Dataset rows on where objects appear

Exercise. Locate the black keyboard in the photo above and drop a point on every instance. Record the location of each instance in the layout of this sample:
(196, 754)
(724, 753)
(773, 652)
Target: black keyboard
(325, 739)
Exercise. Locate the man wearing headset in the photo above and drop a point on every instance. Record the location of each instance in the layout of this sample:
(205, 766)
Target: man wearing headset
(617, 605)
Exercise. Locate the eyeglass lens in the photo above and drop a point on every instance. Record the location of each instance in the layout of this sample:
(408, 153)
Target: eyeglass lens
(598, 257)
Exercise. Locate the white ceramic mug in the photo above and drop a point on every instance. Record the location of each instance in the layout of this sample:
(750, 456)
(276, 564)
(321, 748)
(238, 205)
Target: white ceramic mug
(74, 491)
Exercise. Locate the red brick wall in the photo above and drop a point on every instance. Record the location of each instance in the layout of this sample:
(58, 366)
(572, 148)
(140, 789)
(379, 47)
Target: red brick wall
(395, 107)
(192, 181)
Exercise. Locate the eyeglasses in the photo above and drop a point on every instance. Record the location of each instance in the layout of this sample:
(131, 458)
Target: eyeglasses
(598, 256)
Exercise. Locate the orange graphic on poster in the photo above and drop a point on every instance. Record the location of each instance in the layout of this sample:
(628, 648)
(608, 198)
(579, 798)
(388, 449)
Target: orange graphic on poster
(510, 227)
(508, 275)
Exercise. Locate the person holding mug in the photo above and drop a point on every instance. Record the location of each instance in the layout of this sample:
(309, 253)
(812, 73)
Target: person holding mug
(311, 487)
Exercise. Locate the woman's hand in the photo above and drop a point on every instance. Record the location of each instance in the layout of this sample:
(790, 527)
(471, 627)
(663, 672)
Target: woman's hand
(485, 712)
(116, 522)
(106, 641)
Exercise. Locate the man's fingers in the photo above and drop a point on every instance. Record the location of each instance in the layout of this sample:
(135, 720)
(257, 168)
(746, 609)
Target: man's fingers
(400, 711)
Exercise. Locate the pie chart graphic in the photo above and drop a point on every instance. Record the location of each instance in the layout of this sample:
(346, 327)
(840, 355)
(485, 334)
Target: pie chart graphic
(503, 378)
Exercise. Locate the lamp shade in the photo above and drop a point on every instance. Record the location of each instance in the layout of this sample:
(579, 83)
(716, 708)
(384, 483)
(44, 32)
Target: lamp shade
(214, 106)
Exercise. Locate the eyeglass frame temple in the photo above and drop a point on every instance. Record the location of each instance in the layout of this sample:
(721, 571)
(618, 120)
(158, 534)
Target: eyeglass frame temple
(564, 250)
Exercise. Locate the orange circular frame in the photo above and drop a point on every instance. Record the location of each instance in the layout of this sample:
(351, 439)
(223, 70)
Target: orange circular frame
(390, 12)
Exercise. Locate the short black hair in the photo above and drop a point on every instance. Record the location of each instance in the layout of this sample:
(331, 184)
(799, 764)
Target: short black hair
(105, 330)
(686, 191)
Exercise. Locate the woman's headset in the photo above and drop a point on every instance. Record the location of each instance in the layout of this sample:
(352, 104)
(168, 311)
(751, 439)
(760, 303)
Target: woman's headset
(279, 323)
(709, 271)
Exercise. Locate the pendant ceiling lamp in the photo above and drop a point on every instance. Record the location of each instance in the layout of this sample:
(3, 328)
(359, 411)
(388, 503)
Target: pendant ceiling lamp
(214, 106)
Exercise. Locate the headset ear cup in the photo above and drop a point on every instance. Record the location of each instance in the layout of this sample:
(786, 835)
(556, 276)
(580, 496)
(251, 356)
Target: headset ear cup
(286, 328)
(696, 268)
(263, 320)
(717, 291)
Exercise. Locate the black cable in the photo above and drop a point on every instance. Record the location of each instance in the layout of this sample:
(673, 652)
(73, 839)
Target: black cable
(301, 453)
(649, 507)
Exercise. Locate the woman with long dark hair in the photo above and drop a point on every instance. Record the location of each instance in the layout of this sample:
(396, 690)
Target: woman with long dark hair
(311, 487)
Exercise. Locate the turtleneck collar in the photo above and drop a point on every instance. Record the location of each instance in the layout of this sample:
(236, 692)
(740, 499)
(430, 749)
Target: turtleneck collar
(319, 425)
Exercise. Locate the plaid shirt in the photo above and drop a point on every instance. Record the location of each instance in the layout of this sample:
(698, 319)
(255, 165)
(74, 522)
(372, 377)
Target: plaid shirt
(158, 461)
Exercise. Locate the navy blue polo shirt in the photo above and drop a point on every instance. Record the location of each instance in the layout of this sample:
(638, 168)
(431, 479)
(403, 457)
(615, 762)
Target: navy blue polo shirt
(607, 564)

**AIM OF THE TASK:** Emit verbatim the lines running from the one with "Exercise. Locate the short" through the last line of the data, both endpoints inclusive.

**OUTPUT:**
Exercise. Locate the short black hair in the photo above and drop a point on every instance. Record the location of each instance in the layout of this sample:
(331, 184)
(799, 764)
Target: short black hair
(105, 330)
(686, 191)
Exercise. Locate the woman's headset in the photo above and drop a point on every instance. Record the location of each instance in the layout of this sample:
(352, 104)
(168, 311)
(751, 439)
(760, 303)
Target: woman's headset
(279, 323)
(709, 271)
Exercise. Locate the pendant ceiling lamp in the photo above and drop a point on every instance. Record the location of each instance in the layout of this sample:
(3, 328)
(359, 411)
(388, 503)
Target: pendant ceiling lamp
(214, 106)
Exercise. Locate the headset ear cup in the photo above and drop a point on every instance. Record the location of each instance in the layout of this sample:
(786, 835)
(556, 276)
(580, 496)
(251, 356)
Target: headset ear cup
(286, 328)
(696, 268)
(263, 320)
(717, 291)
Exercise. Locate the black cable in the photo above and drop a point on every instance. Record the location of each instance in the layout of this sample:
(673, 652)
(73, 839)
Target: black cable
(301, 453)
(649, 507)
Exercise. Locate the woman with long dark hair in the photo above and drop a point on every instance. Record the location of each instance in the layout of this sample:
(396, 690)
Target: woman with long dark hair
(311, 487)
Exercise. Locate the turtleneck collar in the photo above and drop a point on every instance. Record the location of each instance in the layout of this sample:
(236, 692)
(740, 499)
(430, 749)
Target: turtleneck collar
(319, 425)
Exercise. Locate the plaid shirt in the photo above and drop a point on every instance. Record the location of each instance in the layout of this sample:
(698, 319)
(255, 165)
(74, 522)
(372, 377)
Target: plaid shirt
(158, 461)
Exercise. Locate the navy blue polo shirt in the photo above and drop a point on every instance. Record the location of each instance in the layout of this sample:
(638, 168)
(431, 479)
(403, 457)
(615, 762)
Target: navy blue polo shirt
(607, 564)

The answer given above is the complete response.